» Page:
━━━━━━

Chatham University’s Eden Hall campus in Richland is playing host to its first-ever “pitch” competition, for people in the region who have ideas about new or emerging food and agricultural businesses.

The competition sponsored by Chatham’s Center for Regional Agriculture, Food and Transformation, or CRAFT, will be held from 8 a.m. to 1 p.m. on April 2 in the Esther Barazzone Center.

“Local food businesses are at the center of what we do at CRAFT, as they contribute to our local food system and make our region more vibrant and sustainable,” said Nicolette Spudic, manager of Chatham’s Food Innovation Lab. “So we want to encourage new entrepreneurship in the food industry however we can.”

Spudic said the university stresses the importance of promoting sustainability in food production.

“When we look inward and focus on the regional food economy, we see that we are not only getting high-quality food, we are putting money back into the pockets of our neighbors,” she said.

The competition is open to any business in the food industry, including consumer packaged goods, restaurants, food trucks, farms, breweries, wineries, distilleries, bakeries and coffee shops.

Participants were required to submit a 1-minute pitch video by Feb. 28 that was reviewed by judges to determine if they move onto the April 2 competition. Round 1 winners were notified by March 4.

━━━━━━

» Goals:
**a)** Translate this sentence from the article about Chatham University's food business pitch competition into Spanish: "Spudic said the university stresses the importance of promoting sustainability in food production."
**b)** Answer these questions using the article about Chatham University's food business pitch competition:
(i) During what hours on April 2 will the competition be held?
(ii) What position does Nicolette Spudic hold?
(iii) By what date were Round 1 winners notified?
**c)** Extend the article about Chatham University's food business pitch competition, picking up after its final sentence.
The entries that follow the article were drawn from a separate source.

━━━━━━

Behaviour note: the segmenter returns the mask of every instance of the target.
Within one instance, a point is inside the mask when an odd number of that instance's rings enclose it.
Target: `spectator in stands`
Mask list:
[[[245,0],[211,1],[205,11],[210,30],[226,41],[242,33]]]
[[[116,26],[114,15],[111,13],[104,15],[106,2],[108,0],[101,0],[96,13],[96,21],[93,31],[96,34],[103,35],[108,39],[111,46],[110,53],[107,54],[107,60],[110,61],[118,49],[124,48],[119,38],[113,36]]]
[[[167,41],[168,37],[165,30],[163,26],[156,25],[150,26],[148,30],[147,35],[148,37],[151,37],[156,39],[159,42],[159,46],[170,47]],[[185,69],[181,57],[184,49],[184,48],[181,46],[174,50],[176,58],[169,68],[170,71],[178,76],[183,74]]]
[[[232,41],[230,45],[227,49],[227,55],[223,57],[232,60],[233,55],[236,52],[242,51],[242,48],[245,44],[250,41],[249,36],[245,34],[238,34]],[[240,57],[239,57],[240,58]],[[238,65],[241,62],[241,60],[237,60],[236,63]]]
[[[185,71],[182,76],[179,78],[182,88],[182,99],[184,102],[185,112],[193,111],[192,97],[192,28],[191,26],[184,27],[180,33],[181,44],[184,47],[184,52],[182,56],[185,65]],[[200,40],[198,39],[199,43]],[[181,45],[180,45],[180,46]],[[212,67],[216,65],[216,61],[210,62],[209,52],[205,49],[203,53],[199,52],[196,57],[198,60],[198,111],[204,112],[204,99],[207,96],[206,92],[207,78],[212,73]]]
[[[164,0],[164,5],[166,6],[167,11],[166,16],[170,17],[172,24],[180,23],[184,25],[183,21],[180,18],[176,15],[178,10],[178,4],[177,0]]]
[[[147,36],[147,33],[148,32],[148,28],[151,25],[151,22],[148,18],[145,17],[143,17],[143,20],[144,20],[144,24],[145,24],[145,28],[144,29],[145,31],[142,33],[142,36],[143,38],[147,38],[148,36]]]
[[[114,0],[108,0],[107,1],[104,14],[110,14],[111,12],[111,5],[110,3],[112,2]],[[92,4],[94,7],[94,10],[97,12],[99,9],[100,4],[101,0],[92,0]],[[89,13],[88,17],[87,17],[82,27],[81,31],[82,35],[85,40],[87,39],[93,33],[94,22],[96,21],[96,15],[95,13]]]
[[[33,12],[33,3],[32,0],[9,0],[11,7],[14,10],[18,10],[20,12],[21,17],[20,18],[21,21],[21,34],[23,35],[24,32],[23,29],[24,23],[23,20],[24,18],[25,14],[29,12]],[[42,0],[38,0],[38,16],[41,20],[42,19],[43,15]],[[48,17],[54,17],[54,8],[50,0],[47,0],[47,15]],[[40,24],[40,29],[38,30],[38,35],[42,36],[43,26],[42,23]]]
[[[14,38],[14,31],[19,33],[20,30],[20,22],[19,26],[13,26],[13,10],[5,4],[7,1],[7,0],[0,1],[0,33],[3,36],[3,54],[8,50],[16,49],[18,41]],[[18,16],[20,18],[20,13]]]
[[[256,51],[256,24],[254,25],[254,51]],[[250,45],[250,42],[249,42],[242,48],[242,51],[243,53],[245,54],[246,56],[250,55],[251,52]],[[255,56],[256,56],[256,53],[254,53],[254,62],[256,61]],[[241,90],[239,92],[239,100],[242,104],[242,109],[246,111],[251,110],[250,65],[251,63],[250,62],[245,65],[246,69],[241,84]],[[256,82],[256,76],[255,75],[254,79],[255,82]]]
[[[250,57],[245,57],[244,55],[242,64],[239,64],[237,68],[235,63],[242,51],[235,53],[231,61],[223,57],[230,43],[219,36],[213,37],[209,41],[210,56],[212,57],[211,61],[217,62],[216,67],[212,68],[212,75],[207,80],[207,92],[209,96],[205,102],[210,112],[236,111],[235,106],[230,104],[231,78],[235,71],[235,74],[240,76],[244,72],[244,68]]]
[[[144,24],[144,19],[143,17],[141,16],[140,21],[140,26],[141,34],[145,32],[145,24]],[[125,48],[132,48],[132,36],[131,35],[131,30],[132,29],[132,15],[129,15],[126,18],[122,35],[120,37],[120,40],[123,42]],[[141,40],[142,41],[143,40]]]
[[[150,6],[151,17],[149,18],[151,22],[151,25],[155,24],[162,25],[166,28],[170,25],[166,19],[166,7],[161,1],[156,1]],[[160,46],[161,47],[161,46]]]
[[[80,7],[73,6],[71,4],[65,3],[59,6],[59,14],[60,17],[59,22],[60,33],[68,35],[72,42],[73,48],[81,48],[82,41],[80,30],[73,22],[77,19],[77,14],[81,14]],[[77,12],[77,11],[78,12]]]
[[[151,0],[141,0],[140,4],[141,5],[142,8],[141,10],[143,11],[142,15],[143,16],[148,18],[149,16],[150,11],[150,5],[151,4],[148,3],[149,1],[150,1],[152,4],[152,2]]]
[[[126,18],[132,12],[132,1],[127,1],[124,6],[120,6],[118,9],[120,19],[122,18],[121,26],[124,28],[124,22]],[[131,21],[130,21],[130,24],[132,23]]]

━━━━━━

» The replies:
**a)** Spudic dijo que la universidad subraya la importancia de promover la sostenibilidad en la producción de alimentos.

**b)**
(i) From 8 a.m. to 1 p.m.
(ii) Manager of Chatham's Food Innovation Lab.
(iii) March 4.

**c)**
On the day of the competition, finalists will submit a 5-minute pitch presented before a panel of judges who will ask questions about the project.

A $300 cash prize will be awarded to the 1st Place winner in each category and a $150 prize will go to the second-place finishers.

Winners also will receive a one-year membership to Chatham University’s Center for Women’s Entrepreneurship valued at $175; and a 30-hour consultation with the Innovation Lab valued at $2,000.

Spudic said learning how to “pitch” or sell ideas and concepts can play dividends for entrepreneurs.

“The skill of pitching is something that really needs to be practiced,” she said. “It’s something an entrepreneur will have do when applying for a loan, trying to get a product in a store or even if they want to rent a space for their business. And, of course, you’ll have to pitch your product or services to customers.”

In addition to Chatham’s food study programs and the Falk School of Sustainability & Environment, the university shares its knowledge with the community through a wide range of programs.

From February through April, CRAFT has been offering workshops on cooking, baking, butchering and fermenting techniques taught by experts.

On March 12 there was a workshop titled “Kraut, Kimchi, and Lacto-Fermented Vegetables.” A virtual workshop on March 13 focused on making Irish soda bread.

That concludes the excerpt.